Requirement:
Print the full forum thread about spotting Star Trek references in everyday life, word for word.

Every so often I see an instance of the way Star Trek has, if you will, penetrated the zeitgeist. Here are a couple. . .
At the Bristol Eye Hospital; we were there late one night because my wife had a horrible pain in her eye, similar to when she'd scratched her cornea. Turned out she had a tiny metal splinter embedded! Anyway, I was staring at this mural done in the waiting area, it's an eye but it's also meant to be a planet with speceships flying around. One took my notice. . .
Parked outside the only Pharmacy in Bristol open on Easter Sunday, I spotted a sandwich bar called Ten Forward (I should have gotten out of the car and taken a closer shot, but I had Lula in there with me).
Post yours here!
Posted by AndrewR (Member # 44) on :
I don't know if Guinan ever had a metal rollerdoor. Bet she wished she did!
Posted by WizArtist II (Member # 1425) on :
Shave the Whales!
Posted by Jay the Obscure (Member # 19) on :
oh there's a copyrightht infringement lawsuit waiting to happen
Posted by B.J. (Member # 858) on :
How about the Boeing Bird of Prey?
Posted by Mikey T (Member # 144) on :
Well we have seen the creation of a Tricorder, a Hypospray, and a Phaser rifle. I want a replicator next!
Posted by Nim (Member # 205) on :
Well, like I posted way back when, here is one of the first screenshots of the night sky in a portion of the now-famous MMORPG "Second Life":
I would really like to know the story behind it. Needless to say, the Nerd is strong in this one.

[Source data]
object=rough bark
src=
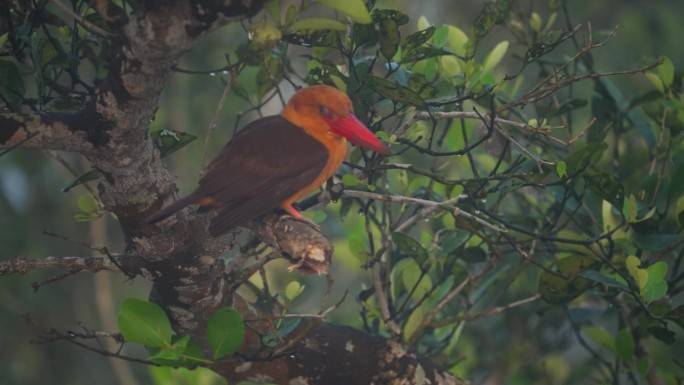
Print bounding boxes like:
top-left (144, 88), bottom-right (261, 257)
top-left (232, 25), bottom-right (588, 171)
top-left (0, 0), bottom-right (468, 384)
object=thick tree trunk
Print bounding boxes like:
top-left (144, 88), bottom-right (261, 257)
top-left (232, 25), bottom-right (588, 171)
top-left (0, 0), bottom-right (461, 384)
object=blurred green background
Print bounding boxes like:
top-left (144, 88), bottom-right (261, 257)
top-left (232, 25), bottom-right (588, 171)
top-left (0, 0), bottom-right (684, 385)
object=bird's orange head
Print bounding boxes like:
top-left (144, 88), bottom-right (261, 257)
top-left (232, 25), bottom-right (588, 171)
top-left (282, 85), bottom-right (389, 155)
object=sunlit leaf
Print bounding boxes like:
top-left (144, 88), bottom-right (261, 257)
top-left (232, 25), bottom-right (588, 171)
top-left (482, 40), bottom-right (510, 72)
top-left (656, 56), bottom-right (675, 87)
top-left (319, 0), bottom-right (373, 24)
top-left (118, 298), bottom-right (172, 347)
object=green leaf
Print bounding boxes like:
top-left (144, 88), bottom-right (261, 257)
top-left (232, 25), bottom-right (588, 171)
top-left (584, 167), bottom-right (625, 210)
top-left (363, 75), bottom-right (427, 108)
top-left (342, 174), bottom-right (361, 187)
top-left (556, 160), bottom-right (568, 178)
top-left (580, 270), bottom-right (629, 290)
top-left (264, 0), bottom-right (281, 23)
top-left (0, 60), bottom-right (25, 111)
top-left (643, 261), bottom-right (667, 303)
top-left (582, 326), bottom-right (615, 352)
top-left (320, 0), bottom-right (373, 24)
top-left (207, 307), bottom-right (245, 359)
top-left (408, 73), bottom-right (437, 98)
top-left (283, 29), bottom-right (341, 48)
top-left (472, 0), bottom-right (510, 39)
top-left (482, 40), bottom-right (510, 72)
top-left (285, 4), bottom-right (297, 25)
top-left (523, 28), bottom-right (578, 68)
top-left (149, 336), bottom-right (190, 364)
top-left (460, 246), bottom-right (487, 263)
top-left (656, 56), bottom-right (674, 88)
top-left (285, 281), bottom-right (305, 301)
top-left (615, 328), bottom-right (634, 362)
top-left (401, 27), bottom-right (437, 56)
top-left (261, 317), bottom-right (302, 347)
top-left (118, 298), bottom-right (172, 347)
top-left (403, 306), bottom-right (428, 341)
top-left (373, 9), bottom-right (409, 60)
top-left (538, 255), bottom-right (599, 305)
top-left (401, 46), bottom-right (460, 64)
top-left (446, 25), bottom-right (468, 56)
top-left (76, 194), bottom-right (97, 214)
top-left (150, 128), bottom-right (197, 158)
top-left (644, 72), bottom-right (665, 94)
top-left (287, 18), bottom-right (347, 32)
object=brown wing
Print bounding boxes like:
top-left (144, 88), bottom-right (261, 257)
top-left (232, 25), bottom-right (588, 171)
top-left (199, 116), bottom-right (329, 235)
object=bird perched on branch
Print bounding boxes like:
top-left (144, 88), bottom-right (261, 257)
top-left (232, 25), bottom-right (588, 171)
top-left (147, 85), bottom-right (389, 236)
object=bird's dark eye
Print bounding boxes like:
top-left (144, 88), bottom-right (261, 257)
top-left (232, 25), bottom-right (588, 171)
top-left (318, 105), bottom-right (332, 118)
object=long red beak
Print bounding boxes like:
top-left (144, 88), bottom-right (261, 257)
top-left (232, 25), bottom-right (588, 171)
top-left (326, 114), bottom-right (389, 155)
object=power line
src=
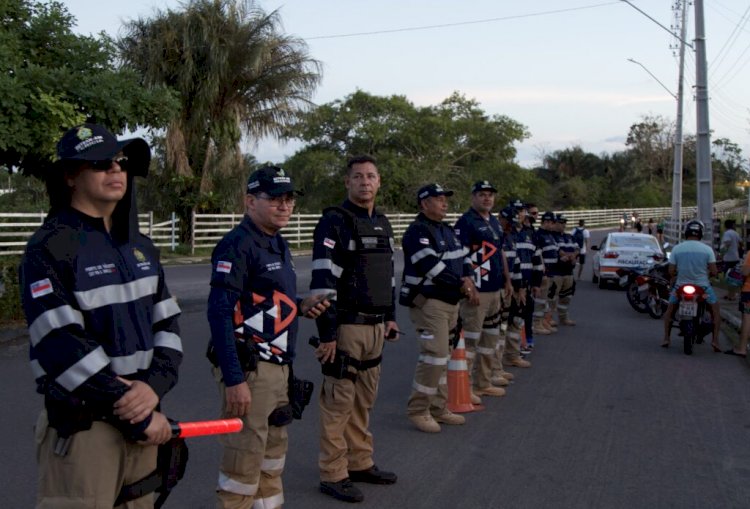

Your response:
Every so often I see an instance of the way Star Trek has, if you will, penetrated the zeitgeist. Here are a couple. . .
At the Bristol Eye Hospital; we were there late one night because my wife had a horrible pain in her eye, similar to when she'd scratched her cornea. Turned out she had a tiny metal splinter embedded! Anyway, I was staring at this mural done in the waiting area, it's an eye but it's also meant to be a planet with speceships flying around. One took my notice. . .
Parked outside the only Pharmacy in Bristol open on Easter Sunday, I spotted a sandwich bar called Ten Forward (I should have gotten out of the car and taken a closer shot, but I had Lula in there with me).
Post yours here!
Posted by AndrewR (Member # 44) on :
I don't know if Guinan ever had a metal rollerdoor. Bet she wished she did!
Posted by WizArtist II (Member # 1425) on :
Shave the Whales!
Posted by Jay the Obscure (Member # 19) on :
oh there's a copyrightht infringement lawsuit waiting to happen
Posted by B.J. (Member # 858) on :
How about the Boeing Bird of Prey?
Posted by Mikey T (Member # 144) on :
Well we have seen the creation of a Tricorder, a Hypospray, and a Phaser rifle. I want a replicator next!
Posted by Nim (Member # 205) on :
Well, like I posted way back when, here is one of the first screenshots of the night sky in a portion of the now-famous MMORPG "Second Life":
I would really like to know the story behind it. Needless to say, the Nerd is strong in this one.